_Stored items from a collection:_

══════════

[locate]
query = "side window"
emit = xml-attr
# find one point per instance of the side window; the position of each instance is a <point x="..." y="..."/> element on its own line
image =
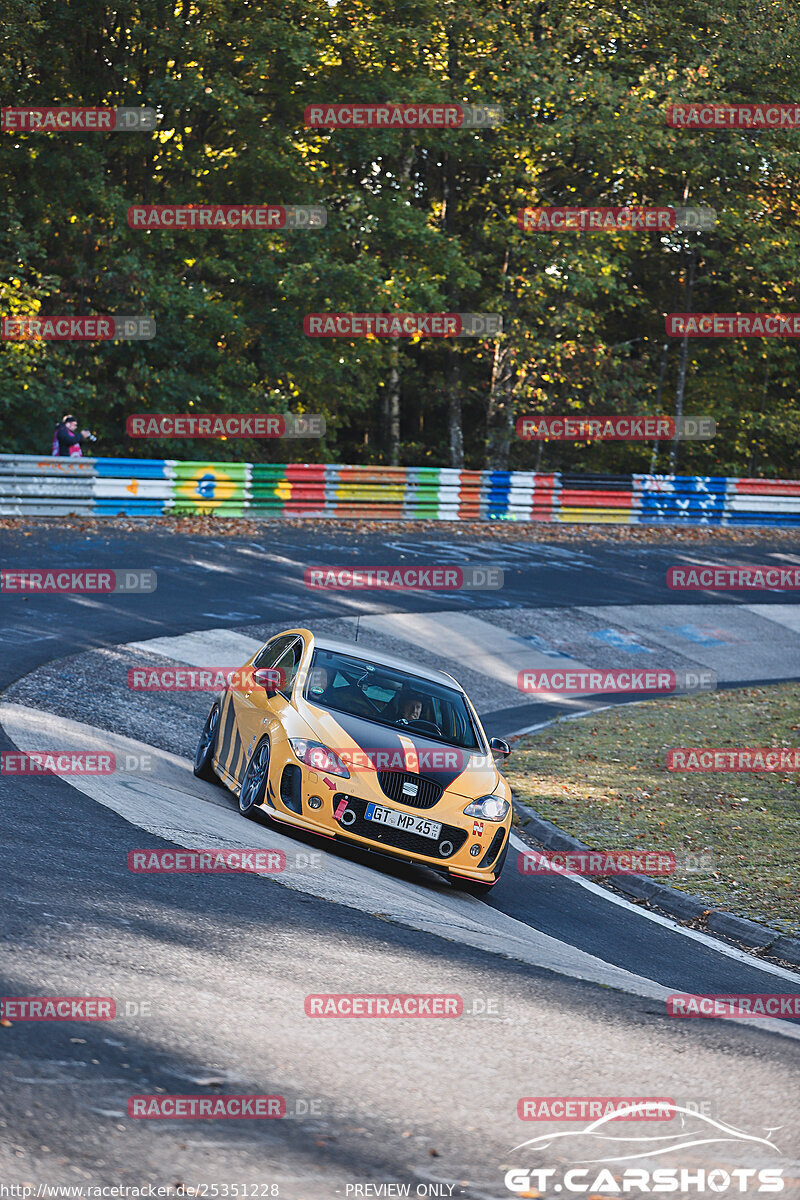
<point x="288" y="664"/>
<point x="272" y="652"/>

══════════

_Brief:_
Convert the entire listing above into a Markdown table with the columns Row and Listing line, numbering the rows in order and skipping blank lines. Leave the pictures out of the table.

_Task solution:_
| Row | Listing line |
|---|---|
| 1 | [locate] |
| 2 | query = "side window" |
| 3 | emit = xml-attr |
| 4 | # find one point per instance of the side window; the position of each instance is a <point x="..." y="..."/> element on its own line |
| 5 | image = |
| 6 | <point x="288" y="664"/> |
| 7 | <point x="272" y="652"/> |